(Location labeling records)
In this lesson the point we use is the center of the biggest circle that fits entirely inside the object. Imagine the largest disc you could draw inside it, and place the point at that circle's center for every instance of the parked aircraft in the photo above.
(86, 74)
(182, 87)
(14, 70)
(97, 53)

◆ **WHAT IS NEEDED**:
Please turn the listing above into a JSON list of strings, one string per line, leaving out blank lines.

◆ **OUTPUT FOR THIS EXERCISE**:
[
  "In this lesson the point we use is the center of the biggest circle that fits entirely inside the object. Imagine the largest disc you could draw inside it, and place the point at that circle's center for every instance of the parked aircraft in the photo above.",
  "(86, 74)",
  "(182, 87)",
  "(14, 70)",
  "(97, 53)"
]